§ **Work request 1**
In the article about children's reading, rewrite the stretch from "Children are showing" through "in education today.", substituting "startling" for "staggering".
§ **Work request 2**
Name every organization the article credits with carrying out the research on children's reading proficiency.

§ **Given text**
= = =
Clear Cut Magazine

Schooling Isn’t Learning: Why Millions of Children Still Can’t Read at Grade Level


  • Despite rising school enrollment rates, millions of children are progressing through grades without acquiring basic reading and comprehension skills, creating a hidden learning crisis.
  • The problem is especially severe in low- and middle-income countries, where learning poverty has worsened after COVID-19, leaving many students unable to meet academic expectations.
  • The article argues that education success should be measured by actual learning outcomes and foundational literacy, not just attendance, enrollment, or grade promotion.

Getting children into school has been the central obsession of education policy for as long as most of us can remember. And honestly, the world has pulled it off in ways that would have seemed impossible a few generations ago. Enrollment numbers have gone up, attendance is tracked, and governments have built schools in places that didn’t have them before. On the surface, it looks like progress.

The problem is what’s happening inside those schools, or more precisely, what isn’t.

Children are showing up. Sitting through lessons. Moving up grades year after year. And a staggering number of them are doing all of that without ever learning to read properly, sometimes without learning to read at all. The distance between being enrolled in school and acquiring knowledge has grown into one of the most pressing and least talked-about crises in education today.

The numbers alone should be enough to stop us in our tracks. Research carried out by the World Bank, UNESCO, and UNICEF found that in 2022, roughly 70 per cent of 10-year-olds in low- and middle-income countries could not read and make sense of a simple written passage. This figure is specifically measuring children who haven’t reached minimum reading proficiency by age ten, and before the COVID-19 pandemic hit, it was already at 57 per cent. The disruptions of the past few years didn’t manufacture this crisis. They made a pre-existing one dramatically worse.

These figures shifted from abstract to deeply personal for me when I conducted impact assessments, running remedial education programmes in government schools across several communities in South Delhi.
= = =
§ **Listed entries**
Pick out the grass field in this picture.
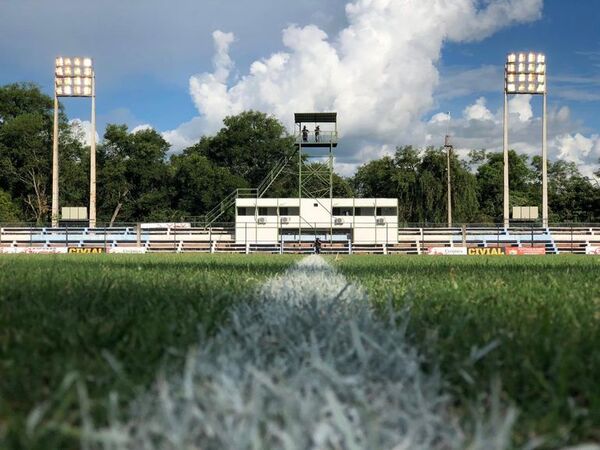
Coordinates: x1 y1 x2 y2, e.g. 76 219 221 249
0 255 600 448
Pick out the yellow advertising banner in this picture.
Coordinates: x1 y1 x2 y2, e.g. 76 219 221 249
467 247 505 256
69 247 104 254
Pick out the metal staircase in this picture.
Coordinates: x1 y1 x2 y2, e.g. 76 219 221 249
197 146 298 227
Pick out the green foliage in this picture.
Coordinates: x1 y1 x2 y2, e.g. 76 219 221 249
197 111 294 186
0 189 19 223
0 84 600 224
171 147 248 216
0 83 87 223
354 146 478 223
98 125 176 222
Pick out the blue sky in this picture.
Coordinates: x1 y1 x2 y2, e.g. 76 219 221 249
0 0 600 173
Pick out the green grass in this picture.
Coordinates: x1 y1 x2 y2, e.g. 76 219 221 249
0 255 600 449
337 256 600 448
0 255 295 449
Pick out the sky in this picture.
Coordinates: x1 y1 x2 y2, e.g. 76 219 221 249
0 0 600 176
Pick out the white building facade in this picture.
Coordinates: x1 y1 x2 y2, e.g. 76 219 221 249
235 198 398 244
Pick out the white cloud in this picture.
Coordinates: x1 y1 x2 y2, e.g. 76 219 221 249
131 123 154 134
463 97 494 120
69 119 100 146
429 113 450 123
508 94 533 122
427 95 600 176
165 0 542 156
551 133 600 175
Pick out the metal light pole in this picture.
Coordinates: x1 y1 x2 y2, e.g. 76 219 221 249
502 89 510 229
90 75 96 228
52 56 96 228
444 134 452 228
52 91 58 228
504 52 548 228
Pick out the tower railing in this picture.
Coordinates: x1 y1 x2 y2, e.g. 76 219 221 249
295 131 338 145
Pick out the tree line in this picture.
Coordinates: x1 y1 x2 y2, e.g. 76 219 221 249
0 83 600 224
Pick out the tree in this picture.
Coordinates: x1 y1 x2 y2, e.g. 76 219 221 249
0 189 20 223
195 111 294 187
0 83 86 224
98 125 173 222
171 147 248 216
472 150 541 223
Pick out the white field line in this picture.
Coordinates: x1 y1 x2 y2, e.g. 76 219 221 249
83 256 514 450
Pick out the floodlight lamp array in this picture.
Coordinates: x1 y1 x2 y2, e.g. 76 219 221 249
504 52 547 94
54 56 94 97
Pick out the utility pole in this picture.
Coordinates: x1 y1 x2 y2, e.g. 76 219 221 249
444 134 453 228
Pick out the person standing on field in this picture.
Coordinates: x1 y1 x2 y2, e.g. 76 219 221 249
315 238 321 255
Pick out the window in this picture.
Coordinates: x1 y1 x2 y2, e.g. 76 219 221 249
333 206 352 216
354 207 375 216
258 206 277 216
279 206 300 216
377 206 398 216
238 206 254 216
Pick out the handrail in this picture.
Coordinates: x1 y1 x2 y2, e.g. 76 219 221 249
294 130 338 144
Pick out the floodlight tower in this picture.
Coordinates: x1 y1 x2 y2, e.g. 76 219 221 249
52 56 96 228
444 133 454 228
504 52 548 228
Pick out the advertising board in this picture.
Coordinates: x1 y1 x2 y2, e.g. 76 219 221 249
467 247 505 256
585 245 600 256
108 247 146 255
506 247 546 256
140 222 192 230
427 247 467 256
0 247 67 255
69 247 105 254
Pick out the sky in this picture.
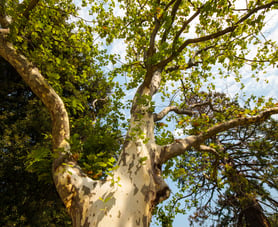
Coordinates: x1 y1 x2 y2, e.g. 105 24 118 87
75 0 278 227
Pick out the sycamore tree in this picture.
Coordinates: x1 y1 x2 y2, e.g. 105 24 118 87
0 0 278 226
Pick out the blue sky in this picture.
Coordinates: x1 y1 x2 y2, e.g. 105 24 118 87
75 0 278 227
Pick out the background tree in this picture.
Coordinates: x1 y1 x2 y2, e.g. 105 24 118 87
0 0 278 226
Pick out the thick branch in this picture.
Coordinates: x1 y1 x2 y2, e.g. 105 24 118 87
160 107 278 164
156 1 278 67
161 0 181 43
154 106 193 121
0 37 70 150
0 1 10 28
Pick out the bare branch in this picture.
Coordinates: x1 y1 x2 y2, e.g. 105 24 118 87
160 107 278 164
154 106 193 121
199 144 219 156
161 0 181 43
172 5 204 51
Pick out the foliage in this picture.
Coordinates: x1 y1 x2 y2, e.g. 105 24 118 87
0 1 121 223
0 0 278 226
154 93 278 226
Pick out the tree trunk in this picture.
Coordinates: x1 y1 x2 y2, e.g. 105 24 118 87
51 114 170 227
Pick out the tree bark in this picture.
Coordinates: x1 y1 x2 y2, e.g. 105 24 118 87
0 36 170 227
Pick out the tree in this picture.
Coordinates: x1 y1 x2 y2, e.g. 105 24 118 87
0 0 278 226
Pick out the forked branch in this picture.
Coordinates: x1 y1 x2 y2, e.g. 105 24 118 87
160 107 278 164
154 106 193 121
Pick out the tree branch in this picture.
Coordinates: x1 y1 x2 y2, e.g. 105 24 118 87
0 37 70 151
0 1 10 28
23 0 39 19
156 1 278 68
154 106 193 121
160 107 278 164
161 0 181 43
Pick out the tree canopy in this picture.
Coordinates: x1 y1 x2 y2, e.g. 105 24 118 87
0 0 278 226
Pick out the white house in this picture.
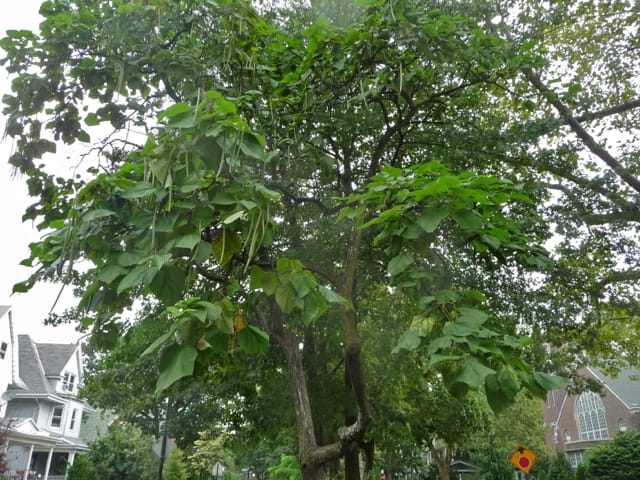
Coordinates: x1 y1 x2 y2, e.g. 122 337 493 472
= = =
§ **Solution 1**
Children are showing up. Sitting through lessons. Moving up grades year after year. And a startling number of them are doing all of that without ever learning to read properly, sometimes without learning to read at all. The distance between being enrolled in school and acquiring knowledge has grown into one of the most pressing and least talked-about crises in education today.

§ **Solution 2**
World Bank, UNESCO, UNICEF